■ Provided records ■
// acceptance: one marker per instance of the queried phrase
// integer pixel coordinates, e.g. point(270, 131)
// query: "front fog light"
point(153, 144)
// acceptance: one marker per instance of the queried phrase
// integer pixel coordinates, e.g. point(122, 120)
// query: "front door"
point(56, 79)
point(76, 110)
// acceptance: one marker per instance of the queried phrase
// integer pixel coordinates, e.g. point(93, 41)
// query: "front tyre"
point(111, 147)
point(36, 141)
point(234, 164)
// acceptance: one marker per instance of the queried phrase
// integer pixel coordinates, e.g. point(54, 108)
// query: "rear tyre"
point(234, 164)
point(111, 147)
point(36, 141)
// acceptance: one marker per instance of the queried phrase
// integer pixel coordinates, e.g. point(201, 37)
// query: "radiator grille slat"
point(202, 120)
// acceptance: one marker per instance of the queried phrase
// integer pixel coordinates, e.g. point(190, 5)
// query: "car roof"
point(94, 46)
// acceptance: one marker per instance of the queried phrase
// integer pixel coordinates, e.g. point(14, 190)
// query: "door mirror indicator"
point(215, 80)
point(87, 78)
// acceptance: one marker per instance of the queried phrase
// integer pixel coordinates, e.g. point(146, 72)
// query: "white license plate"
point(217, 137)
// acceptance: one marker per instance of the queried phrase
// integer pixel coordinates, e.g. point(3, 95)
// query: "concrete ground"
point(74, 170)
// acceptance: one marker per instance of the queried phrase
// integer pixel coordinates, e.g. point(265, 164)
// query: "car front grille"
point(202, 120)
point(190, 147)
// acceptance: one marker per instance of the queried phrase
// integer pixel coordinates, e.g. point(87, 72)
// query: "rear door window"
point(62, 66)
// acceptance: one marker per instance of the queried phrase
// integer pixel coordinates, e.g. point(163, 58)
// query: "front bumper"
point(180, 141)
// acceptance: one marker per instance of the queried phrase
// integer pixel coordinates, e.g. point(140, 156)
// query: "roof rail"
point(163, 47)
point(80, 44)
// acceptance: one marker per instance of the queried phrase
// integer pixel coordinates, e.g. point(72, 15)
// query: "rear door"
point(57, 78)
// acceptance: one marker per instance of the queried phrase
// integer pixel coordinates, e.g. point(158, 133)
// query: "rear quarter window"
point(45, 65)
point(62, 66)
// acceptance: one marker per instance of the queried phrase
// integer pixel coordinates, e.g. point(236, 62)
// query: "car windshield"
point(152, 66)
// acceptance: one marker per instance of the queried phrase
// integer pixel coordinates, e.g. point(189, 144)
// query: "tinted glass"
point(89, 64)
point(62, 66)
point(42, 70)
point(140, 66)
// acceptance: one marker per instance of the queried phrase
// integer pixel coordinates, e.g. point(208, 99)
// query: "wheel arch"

■ Prompt ■
Please copy each record shown above exactly.

■ Written answer ■
// acceptance: one marker per instance of the queried phrase
// integer pixel coordinates, e.g. point(270, 131)
// query: "front fog light"
point(153, 144)
// acceptance: one marker per instance of the queried phrase
// integer pixel coordinates, e.g. point(122, 120)
// query: "front door"
point(56, 79)
point(76, 110)
// acceptance: one marker per instance of the queried phrase
// integer pixel coordinates, e.g. point(93, 41)
// query: "front tyre"
point(111, 147)
point(36, 141)
point(234, 164)
// acceptance: one marker per instance of the queried phrase
// integer pixel coordinates, e.g. point(54, 108)
// query: "rear tyre"
point(234, 164)
point(111, 147)
point(36, 141)
// acceptance: one marker per instance of the queried phrase
// integer pixel coordinates, e.g. point(201, 37)
// query: "radiator grille slat"
point(202, 120)
// acceptance: one marker per instance of the queried phrase
// integer pixel coordinates, e.g. point(190, 5)
// query: "car roof"
point(94, 46)
// acceptance: one marker per instance of the queried phrase
// integer pixel coordinates, e.g. point(14, 190)
// query: "door mirror indicator"
point(215, 80)
point(87, 78)
// acceptance: one marker per instance of the queried phrase
// integer pixel coordinates, e.g. point(146, 72)
// query: "white license plate"
point(217, 137)
// acceptance: one marker per instance of the queried phrase
// integer pixel coordinates, e.g. point(3, 95)
// query: "concrete ground"
point(74, 170)
// acceptance: one marker per instance of the queried phrase
// integer pixel coordinates, e.g. point(265, 164)
// query: "car front grille"
point(202, 120)
point(190, 147)
// acceptance: one marker per instance of the queried phrase
// integer pixel coordinates, e.g. point(87, 72)
// query: "rear door window"
point(62, 66)
// acceptance: one marker per instance of the queried phrase
// integer pixel coordinates, e.g. point(163, 58)
// query: "front bumper"
point(180, 141)
// acceptance: one marker per instance of the queried phrase
// integer pixel coordinates, e.g. point(140, 156)
// query: "roof rail"
point(163, 47)
point(80, 44)
// acceptance: one marker per instance of the queried phrase
// integer pixel coordinates, e.g. point(72, 15)
// query: "rear door"
point(57, 78)
// acceptance: one marker per instance of the queried phrase
// integer pixel coordinates, e.g. point(158, 133)
// query: "rear quarter window"
point(45, 65)
point(62, 66)
// acceptance: one marker per instance of the queried phrase
// integer pixel coordinates, e.g. point(236, 62)
// query: "car windshield"
point(152, 66)
// acceptance: one marker per instance of the queried phrase
// integer pixel coordinates, e.g. point(189, 144)
// query: "tinted glass"
point(89, 64)
point(62, 66)
point(42, 70)
point(140, 66)
// acceptance: one marker per instance of the queried phrase
// integer pixel coordinates, e.g. point(208, 99)
// query: "wheel arch"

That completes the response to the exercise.